**PROBLEM STATEMENT:**
Records appear below. Give all of them again, exactly.

**GIVEN RECORDS:**
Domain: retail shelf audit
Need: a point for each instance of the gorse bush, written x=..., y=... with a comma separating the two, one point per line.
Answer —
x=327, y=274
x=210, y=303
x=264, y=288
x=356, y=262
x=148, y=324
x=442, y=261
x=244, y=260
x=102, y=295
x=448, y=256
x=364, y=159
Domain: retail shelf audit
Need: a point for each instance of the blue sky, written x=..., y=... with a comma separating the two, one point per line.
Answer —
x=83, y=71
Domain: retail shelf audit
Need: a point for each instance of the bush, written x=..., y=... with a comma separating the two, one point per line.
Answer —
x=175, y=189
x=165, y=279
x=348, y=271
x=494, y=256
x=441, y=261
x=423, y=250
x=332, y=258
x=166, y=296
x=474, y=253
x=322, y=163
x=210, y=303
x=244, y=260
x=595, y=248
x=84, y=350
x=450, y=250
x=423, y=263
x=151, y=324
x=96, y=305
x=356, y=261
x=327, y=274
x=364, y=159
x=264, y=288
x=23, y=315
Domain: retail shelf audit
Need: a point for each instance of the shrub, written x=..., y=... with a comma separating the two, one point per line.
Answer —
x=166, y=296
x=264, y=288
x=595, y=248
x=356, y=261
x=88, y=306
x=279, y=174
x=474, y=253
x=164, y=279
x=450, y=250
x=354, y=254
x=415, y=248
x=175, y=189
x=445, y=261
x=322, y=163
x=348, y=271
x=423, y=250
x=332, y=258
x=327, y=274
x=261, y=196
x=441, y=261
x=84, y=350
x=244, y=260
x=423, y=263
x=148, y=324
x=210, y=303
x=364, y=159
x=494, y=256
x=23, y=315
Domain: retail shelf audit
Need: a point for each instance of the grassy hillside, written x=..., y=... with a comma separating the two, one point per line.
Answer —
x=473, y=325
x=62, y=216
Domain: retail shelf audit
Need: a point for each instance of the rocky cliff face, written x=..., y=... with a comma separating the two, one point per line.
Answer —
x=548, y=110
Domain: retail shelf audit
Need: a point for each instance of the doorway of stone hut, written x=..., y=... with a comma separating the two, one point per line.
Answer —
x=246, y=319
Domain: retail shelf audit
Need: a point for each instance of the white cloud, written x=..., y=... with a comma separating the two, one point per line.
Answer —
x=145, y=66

**RESULT OF THIS TASK:**
Domain: retail shelf audit
Need: a point for each instance of the gorse bush, written x=..., y=... with a comma separating the two, one point per line.
Answer —
x=327, y=274
x=210, y=303
x=264, y=288
x=356, y=262
x=148, y=324
x=442, y=261
x=244, y=260
x=102, y=295
x=448, y=256
x=364, y=159
Domain: retail shelf audit
Need: a point for each instance of the blue sky, written x=..., y=... with a comma separating the two, one point per line.
Answer —
x=83, y=71
Domain: retail shelf audit
Need: a point for each instance of the bush, written x=..., y=... with a comma separating the two, one point per line.
Answer —
x=175, y=189
x=165, y=279
x=348, y=271
x=494, y=256
x=441, y=261
x=423, y=250
x=332, y=258
x=166, y=296
x=474, y=253
x=322, y=163
x=210, y=303
x=244, y=260
x=595, y=248
x=84, y=350
x=450, y=250
x=423, y=263
x=151, y=324
x=96, y=305
x=356, y=261
x=327, y=274
x=364, y=159
x=264, y=288
x=23, y=315
Domain: retail shelf audit
Need: a point for each instance of the shrub, written x=..., y=... with a comma separating the two, one point per line.
Answer —
x=166, y=296
x=264, y=288
x=595, y=248
x=356, y=261
x=88, y=306
x=279, y=174
x=474, y=253
x=164, y=279
x=450, y=250
x=354, y=254
x=415, y=248
x=175, y=189
x=445, y=261
x=322, y=163
x=348, y=271
x=423, y=250
x=332, y=258
x=327, y=274
x=261, y=196
x=441, y=261
x=84, y=350
x=244, y=260
x=423, y=263
x=148, y=324
x=210, y=303
x=364, y=159
x=494, y=256
x=23, y=315
Domain: retail shelf audit
Need: a point for each instance of the grassy hillside, written x=..., y=... with a comma separating the two, one point per line.
Answer —
x=473, y=325
x=62, y=216
Domain: retail shelf audit
Need: a point for each instance of the rocky cliff face, written x=..., y=... with a comma separating the two, one point per line.
Answer —
x=548, y=110
Domain: retail shelf audit
Need: a point for each instance of the doorway of stone hut, written x=..., y=... with a comma separating the two, one point per line.
Answer —
x=246, y=319
Domain: retail shelf audit
Need: a point for each instance of the white cloud, written x=..., y=... with a comma separating the two, one point per line.
Answer —
x=145, y=66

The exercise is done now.